▸ **Request**
Please count the lines in the material below that contain the string "cross", with case counting, and reply with only the number.

-.-.-

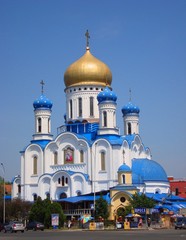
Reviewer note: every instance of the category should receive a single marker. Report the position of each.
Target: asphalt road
(97, 235)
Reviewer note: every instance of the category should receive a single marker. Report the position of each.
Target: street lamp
(3, 192)
(94, 180)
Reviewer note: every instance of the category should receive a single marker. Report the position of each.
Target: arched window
(81, 156)
(102, 161)
(71, 108)
(62, 195)
(35, 165)
(123, 179)
(39, 124)
(55, 158)
(35, 197)
(104, 119)
(91, 106)
(129, 128)
(80, 106)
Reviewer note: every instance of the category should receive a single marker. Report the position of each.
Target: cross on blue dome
(106, 95)
(42, 102)
(130, 108)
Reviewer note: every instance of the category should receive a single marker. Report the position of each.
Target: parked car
(180, 223)
(35, 226)
(14, 226)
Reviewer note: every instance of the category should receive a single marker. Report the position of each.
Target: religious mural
(68, 156)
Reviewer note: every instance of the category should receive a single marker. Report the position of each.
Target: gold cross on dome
(87, 37)
(42, 86)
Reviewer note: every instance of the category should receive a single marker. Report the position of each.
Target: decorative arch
(62, 195)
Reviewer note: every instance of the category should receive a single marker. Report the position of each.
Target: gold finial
(42, 86)
(130, 94)
(87, 39)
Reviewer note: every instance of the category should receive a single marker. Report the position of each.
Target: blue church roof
(147, 170)
(124, 168)
(130, 108)
(42, 102)
(106, 95)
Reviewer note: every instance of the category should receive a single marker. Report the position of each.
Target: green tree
(141, 200)
(54, 208)
(42, 209)
(101, 208)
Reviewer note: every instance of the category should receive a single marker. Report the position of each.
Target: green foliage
(141, 201)
(101, 209)
(15, 210)
(42, 209)
(123, 212)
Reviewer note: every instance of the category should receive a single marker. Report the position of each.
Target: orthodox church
(88, 154)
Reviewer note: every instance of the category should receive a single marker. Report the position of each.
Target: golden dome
(88, 70)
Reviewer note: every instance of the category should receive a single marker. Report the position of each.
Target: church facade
(88, 154)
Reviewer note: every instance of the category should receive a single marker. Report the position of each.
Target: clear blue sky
(142, 41)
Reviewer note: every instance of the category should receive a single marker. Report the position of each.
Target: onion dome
(42, 102)
(130, 108)
(106, 95)
(124, 168)
(87, 70)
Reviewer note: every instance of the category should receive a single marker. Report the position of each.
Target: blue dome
(42, 102)
(147, 170)
(130, 108)
(106, 95)
(124, 168)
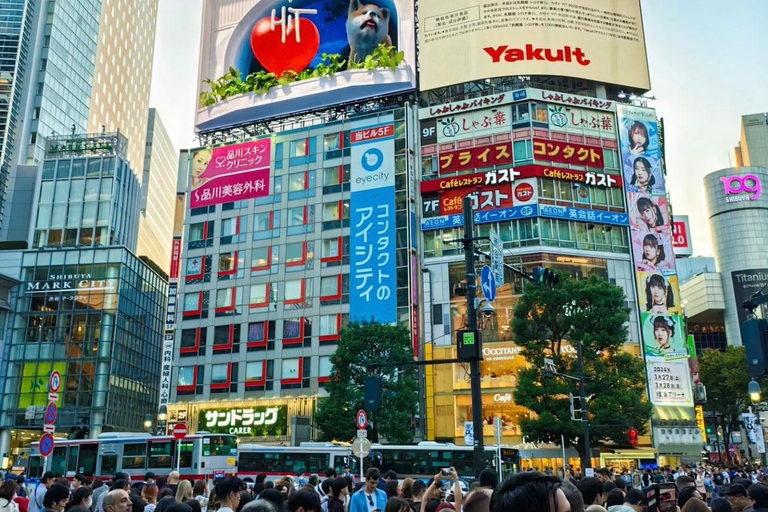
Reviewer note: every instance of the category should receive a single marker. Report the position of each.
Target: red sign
(524, 192)
(478, 157)
(175, 258)
(180, 431)
(479, 180)
(369, 134)
(568, 153)
(361, 419)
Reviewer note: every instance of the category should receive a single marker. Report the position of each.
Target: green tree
(360, 346)
(549, 323)
(726, 376)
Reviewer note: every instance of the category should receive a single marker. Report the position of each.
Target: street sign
(361, 419)
(46, 444)
(180, 431)
(497, 257)
(50, 413)
(488, 283)
(361, 447)
(54, 381)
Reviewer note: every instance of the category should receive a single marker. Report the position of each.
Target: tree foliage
(360, 346)
(726, 377)
(549, 323)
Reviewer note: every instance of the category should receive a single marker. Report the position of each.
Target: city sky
(707, 64)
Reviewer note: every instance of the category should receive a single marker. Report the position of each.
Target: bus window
(87, 462)
(135, 456)
(108, 465)
(318, 463)
(219, 446)
(295, 463)
(59, 460)
(35, 467)
(74, 453)
(187, 448)
(160, 455)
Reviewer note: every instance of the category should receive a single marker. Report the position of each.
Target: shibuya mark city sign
(249, 421)
(742, 188)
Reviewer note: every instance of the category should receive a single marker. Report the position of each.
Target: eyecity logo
(530, 52)
(744, 185)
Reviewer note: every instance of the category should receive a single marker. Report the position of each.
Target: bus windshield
(219, 446)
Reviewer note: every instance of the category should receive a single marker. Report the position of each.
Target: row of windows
(533, 232)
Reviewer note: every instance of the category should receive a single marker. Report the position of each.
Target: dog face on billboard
(367, 28)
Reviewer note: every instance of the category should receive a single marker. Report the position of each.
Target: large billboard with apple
(271, 58)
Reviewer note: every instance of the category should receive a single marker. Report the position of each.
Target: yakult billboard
(465, 40)
(278, 46)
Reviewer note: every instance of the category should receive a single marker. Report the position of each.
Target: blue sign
(500, 215)
(582, 215)
(373, 275)
(488, 283)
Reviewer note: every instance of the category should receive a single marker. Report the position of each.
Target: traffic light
(632, 436)
(754, 336)
(545, 277)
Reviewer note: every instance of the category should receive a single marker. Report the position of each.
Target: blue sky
(707, 60)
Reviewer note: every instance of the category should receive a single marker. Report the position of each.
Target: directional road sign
(46, 444)
(488, 283)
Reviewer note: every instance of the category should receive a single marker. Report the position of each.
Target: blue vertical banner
(373, 280)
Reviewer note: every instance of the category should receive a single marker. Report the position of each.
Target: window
(294, 291)
(259, 295)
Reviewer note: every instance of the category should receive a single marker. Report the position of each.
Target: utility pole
(474, 374)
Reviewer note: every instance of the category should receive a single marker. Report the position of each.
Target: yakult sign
(742, 188)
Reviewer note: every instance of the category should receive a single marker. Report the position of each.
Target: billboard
(600, 40)
(373, 279)
(278, 50)
(681, 236)
(230, 173)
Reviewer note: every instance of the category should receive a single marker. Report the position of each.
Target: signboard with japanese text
(568, 153)
(590, 178)
(373, 280)
(669, 383)
(230, 173)
(289, 38)
(598, 40)
(477, 123)
(261, 421)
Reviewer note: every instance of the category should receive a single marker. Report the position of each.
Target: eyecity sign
(742, 188)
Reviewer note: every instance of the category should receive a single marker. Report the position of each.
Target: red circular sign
(180, 431)
(524, 192)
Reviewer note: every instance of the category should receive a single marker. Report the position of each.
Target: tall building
(15, 30)
(158, 190)
(752, 150)
(86, 305)
(88, 70)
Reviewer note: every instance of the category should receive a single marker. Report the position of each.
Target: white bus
(201, 456)
(422, 461)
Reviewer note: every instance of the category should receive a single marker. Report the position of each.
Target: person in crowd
(592, 491)
(56, 498)
(304, 500)
(531, 491)
(227, 492)
(7, 495)
(200, 493)
(184, 491)
(370, 497)
(46, 481)
(81, 500)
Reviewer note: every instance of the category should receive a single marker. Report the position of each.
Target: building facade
(158, 191)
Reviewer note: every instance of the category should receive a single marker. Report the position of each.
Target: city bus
(201, 456)
(421, 461)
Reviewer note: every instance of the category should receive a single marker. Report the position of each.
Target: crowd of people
(700, 489)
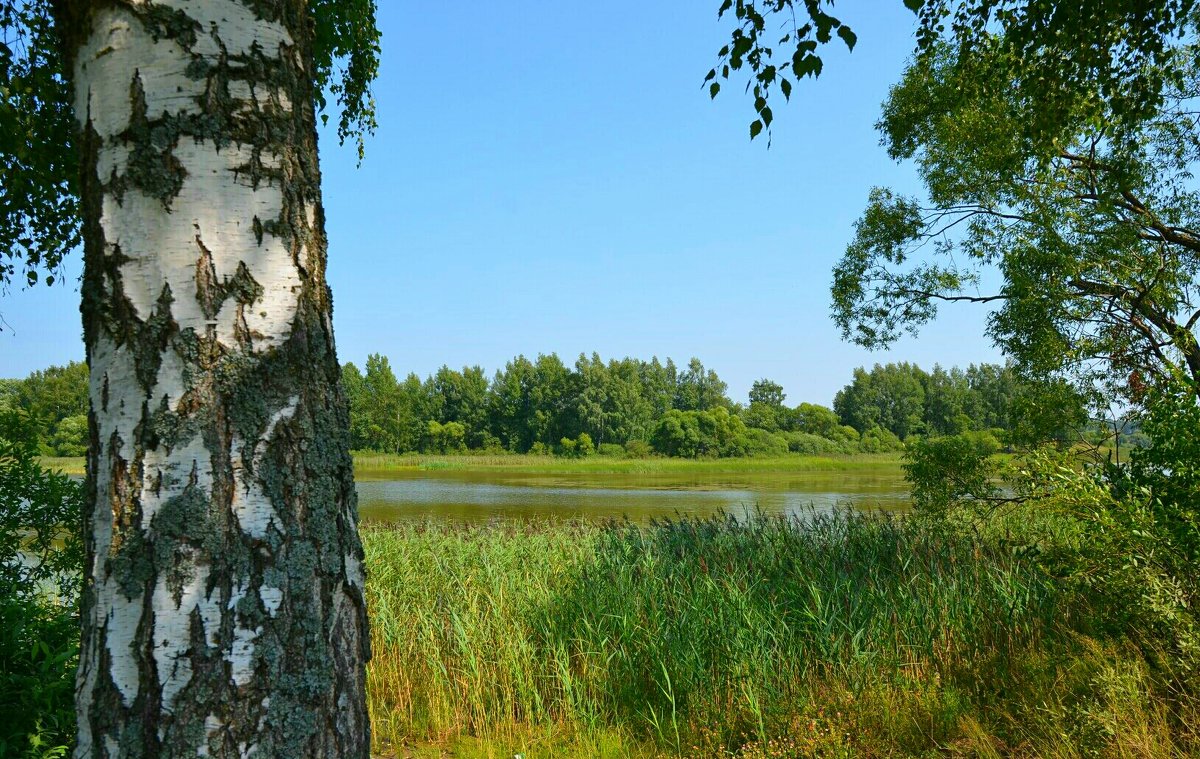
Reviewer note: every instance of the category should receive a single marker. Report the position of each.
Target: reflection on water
(484, 496)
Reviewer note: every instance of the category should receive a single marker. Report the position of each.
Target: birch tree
(223, 604)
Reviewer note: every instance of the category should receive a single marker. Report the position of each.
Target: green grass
(69, 465)
(610, 465)
(844, 637)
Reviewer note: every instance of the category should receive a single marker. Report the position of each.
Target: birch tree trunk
(223, 609)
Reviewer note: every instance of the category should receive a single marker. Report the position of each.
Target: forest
(634, 407)
(207, 589)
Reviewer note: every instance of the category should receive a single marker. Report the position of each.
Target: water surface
(474, 496)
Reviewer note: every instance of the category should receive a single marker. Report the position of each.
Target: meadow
(829, 635)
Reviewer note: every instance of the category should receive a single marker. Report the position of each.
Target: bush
(637, 449)
(762, 443)
(41, 560)
(699, 434)
(576, 448)
(611, 449)
(815, 444)
(877, 440)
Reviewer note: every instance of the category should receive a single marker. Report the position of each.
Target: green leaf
(847, 36)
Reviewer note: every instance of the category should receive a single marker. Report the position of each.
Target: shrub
(763, 443)
(637, 449)
(879, 440)
(611, 449)
(41, 557)
(815, 444)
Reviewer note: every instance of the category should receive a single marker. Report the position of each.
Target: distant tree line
(57, 400)
(635, 407)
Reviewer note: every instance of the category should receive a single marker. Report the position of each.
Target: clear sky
(551, 177)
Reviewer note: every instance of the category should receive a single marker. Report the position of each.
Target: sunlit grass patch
(834, 635)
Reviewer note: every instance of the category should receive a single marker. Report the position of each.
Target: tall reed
(802, 637)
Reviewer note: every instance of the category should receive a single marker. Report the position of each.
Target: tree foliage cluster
(41, 555)
(905, 400)
(57, 402)
(631, 407)
(635, 406)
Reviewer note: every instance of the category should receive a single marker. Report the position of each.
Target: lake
(475, 496)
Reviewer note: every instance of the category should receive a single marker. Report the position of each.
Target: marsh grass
(831, 635)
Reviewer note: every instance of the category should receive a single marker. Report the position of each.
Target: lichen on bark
(223, 603)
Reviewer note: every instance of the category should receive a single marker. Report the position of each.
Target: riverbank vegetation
(839, 637)
(635, 408)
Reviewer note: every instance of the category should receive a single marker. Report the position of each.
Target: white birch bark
(203, 287)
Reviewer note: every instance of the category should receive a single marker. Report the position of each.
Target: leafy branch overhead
(40, 214)
(1119, 48)
(751, 47)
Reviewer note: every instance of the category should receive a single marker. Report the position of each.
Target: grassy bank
(850, 638)
(611, 465)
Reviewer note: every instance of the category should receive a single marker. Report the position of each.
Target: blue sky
(551, 177)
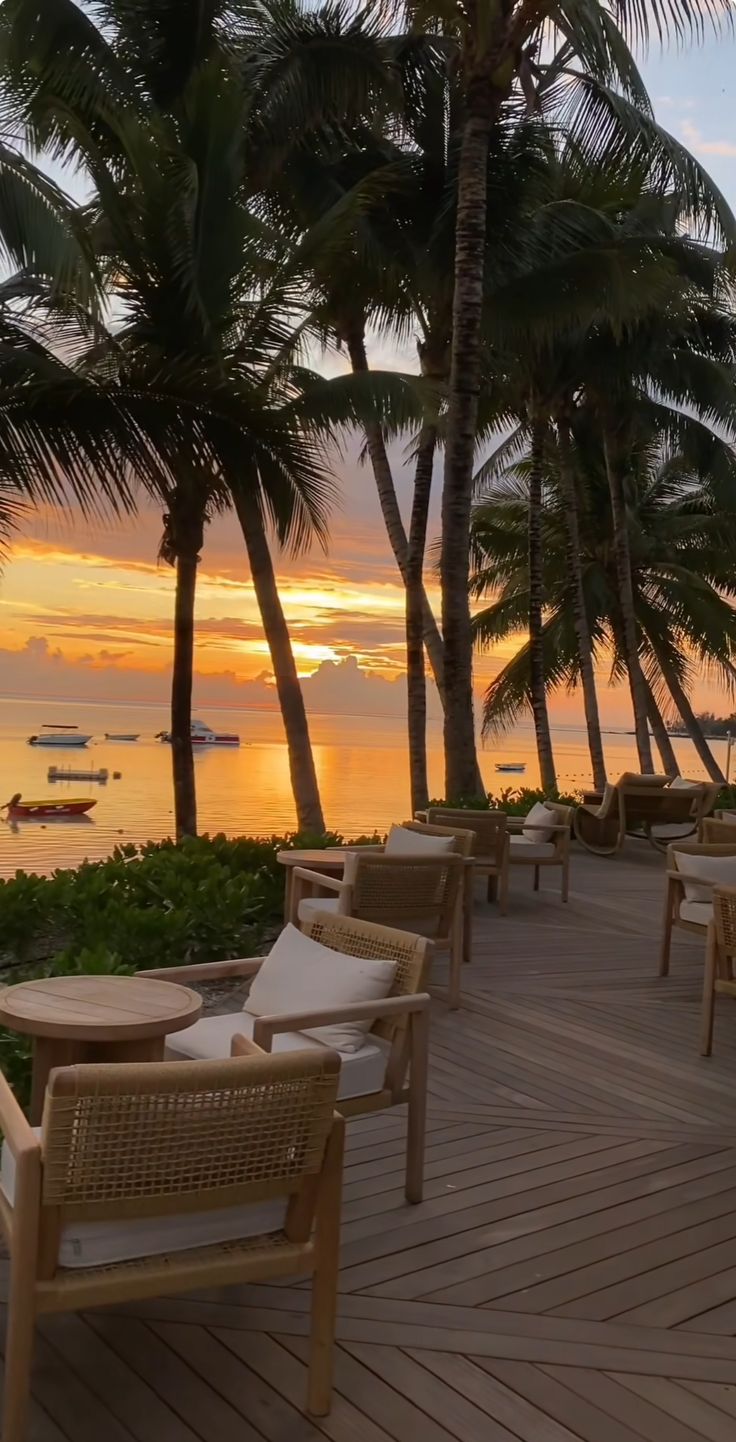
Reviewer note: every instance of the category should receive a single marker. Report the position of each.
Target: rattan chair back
(130, 1141)
(357, 938)
(717, 828)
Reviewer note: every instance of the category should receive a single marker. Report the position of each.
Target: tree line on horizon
(269, 183)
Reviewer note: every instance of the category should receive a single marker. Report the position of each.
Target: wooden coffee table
(94, 1018)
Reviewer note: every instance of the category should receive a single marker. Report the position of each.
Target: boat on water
(33, 811)
(69, 773)
(204, 734)
(59, 739)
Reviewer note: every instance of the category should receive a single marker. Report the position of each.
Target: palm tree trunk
(582, 629)
(182, 678)
(290, 700)
(461, 762)
(416, 678)
(388, 502)
(615, 470)
(661, 736)
(690, 721)
(536, 557)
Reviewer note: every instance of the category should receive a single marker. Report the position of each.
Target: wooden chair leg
(19, 1357)
(325, 1278)
(502, 890)
(468, 916)
(709, 994)
(417, 1106)
(456, 959)
(667, 936)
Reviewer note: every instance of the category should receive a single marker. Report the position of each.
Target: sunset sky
(85, 610)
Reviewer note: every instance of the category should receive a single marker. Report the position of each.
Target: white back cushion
(302, 975)
(720, 871)
(404, 842)
(540, 822)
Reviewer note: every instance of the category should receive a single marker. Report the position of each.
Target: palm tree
(497, 56)
(162, 258)
(683, 542)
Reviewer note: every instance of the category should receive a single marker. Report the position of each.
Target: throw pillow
(302, 975)
(540, 824)
(404, 842)
(720, 871)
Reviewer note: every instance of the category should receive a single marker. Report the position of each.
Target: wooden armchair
(491, 844)
(722, 826)
(390, 1070)
(678, 912)
(160, 1178)
(641, 806)
(416, 893)
(550, 851)
(720, 949)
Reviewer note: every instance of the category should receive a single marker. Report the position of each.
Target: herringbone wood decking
(572, 1272)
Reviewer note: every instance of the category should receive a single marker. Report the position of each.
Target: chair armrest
(267, 1027)
(693, 881)
(513, 828)
(15, 1125)
(207, 971)
(244, 1047)
(319, 878)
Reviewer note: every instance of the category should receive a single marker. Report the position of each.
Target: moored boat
(204, 734)
(33, 811)
(59, 739)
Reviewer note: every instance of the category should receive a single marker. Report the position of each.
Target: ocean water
(361, 764)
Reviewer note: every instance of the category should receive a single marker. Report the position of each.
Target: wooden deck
(572, 1272)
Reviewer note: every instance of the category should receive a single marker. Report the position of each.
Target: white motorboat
(59, 739)
(204, 734)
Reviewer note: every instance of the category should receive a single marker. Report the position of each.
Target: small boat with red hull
(18, 809)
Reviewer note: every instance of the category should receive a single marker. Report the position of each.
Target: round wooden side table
(94, 1018)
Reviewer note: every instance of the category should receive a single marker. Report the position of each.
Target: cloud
(697, 142)
(336, 687)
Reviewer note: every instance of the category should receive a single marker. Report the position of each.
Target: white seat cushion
(302, 975)
(98, 1243)
(404, 842)
(361, 1072)
(526, 850)
(540, 822)
(309, 904)
(697, 912)
(720, 871)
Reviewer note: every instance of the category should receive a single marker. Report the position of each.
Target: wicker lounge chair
(491, 844)
(160, 1178)
(393, 1067)
(550, 848)
(414, 893)
(463, 845)
(720, 949)
(642, 806)
(678, 912)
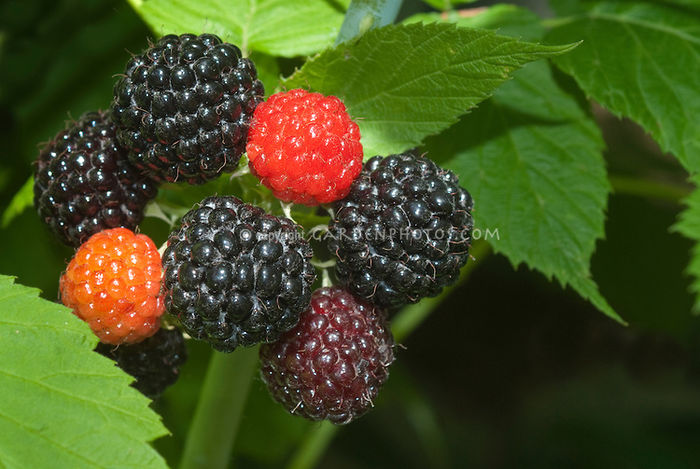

-.-.-

▸ **Reply to the task**
2